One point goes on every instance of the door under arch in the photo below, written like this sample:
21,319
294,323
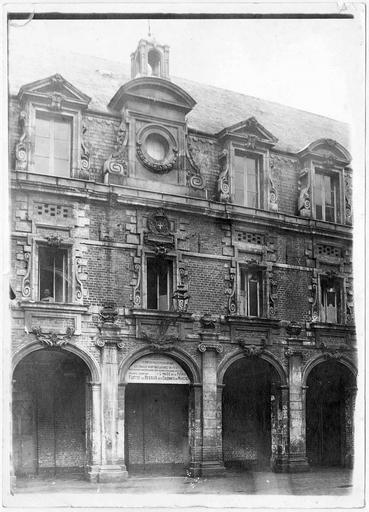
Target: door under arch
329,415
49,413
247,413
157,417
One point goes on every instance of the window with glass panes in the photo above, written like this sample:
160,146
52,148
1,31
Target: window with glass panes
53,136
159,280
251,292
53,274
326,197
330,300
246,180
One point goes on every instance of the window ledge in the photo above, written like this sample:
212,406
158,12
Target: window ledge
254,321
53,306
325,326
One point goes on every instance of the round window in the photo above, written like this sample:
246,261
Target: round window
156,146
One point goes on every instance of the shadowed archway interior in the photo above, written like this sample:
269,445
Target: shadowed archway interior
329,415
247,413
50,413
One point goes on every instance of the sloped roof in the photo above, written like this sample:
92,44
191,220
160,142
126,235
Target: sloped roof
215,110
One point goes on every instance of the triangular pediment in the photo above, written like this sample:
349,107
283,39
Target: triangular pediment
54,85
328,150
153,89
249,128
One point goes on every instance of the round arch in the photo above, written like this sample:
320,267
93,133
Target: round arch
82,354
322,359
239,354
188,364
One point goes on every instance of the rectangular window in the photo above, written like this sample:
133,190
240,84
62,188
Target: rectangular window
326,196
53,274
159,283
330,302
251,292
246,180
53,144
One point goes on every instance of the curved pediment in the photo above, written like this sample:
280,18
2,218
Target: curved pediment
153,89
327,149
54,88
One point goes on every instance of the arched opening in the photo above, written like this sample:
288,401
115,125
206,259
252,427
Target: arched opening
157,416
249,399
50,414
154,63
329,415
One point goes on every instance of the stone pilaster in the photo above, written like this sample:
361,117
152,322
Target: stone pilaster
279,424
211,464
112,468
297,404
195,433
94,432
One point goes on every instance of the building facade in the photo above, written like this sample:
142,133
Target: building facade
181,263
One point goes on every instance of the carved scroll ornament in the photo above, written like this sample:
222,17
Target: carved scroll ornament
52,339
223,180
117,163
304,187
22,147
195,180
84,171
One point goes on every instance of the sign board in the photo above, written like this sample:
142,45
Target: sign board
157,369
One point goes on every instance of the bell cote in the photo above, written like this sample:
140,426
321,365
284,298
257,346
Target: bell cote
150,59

----------------------------------------

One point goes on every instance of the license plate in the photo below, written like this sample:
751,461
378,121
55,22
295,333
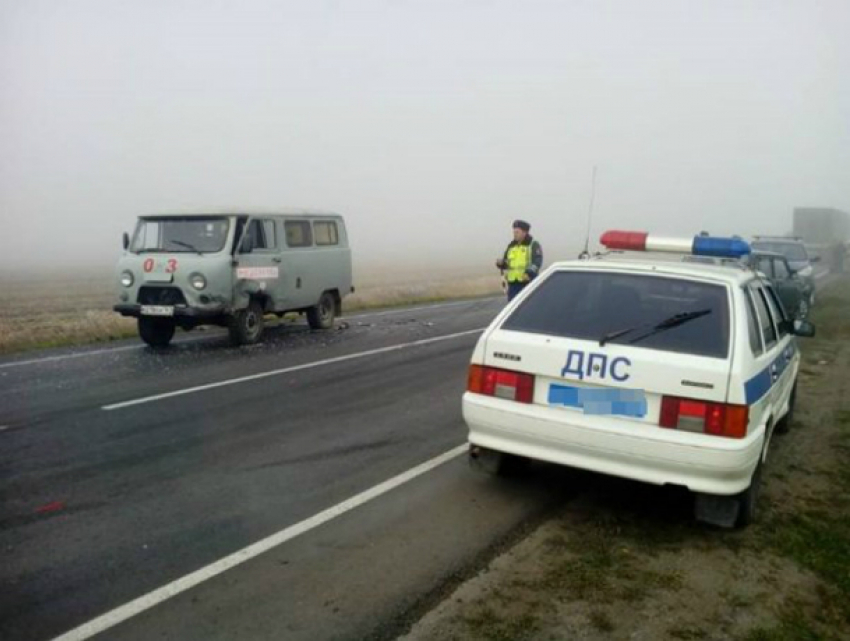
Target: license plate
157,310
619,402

----------------------------------------

**Description of the task:**
Show each line from the rows above that contains the word "building".

**Worked solution:**
One point goes on every instance of the building facade in the photo above, written like this sample:
Target: building facade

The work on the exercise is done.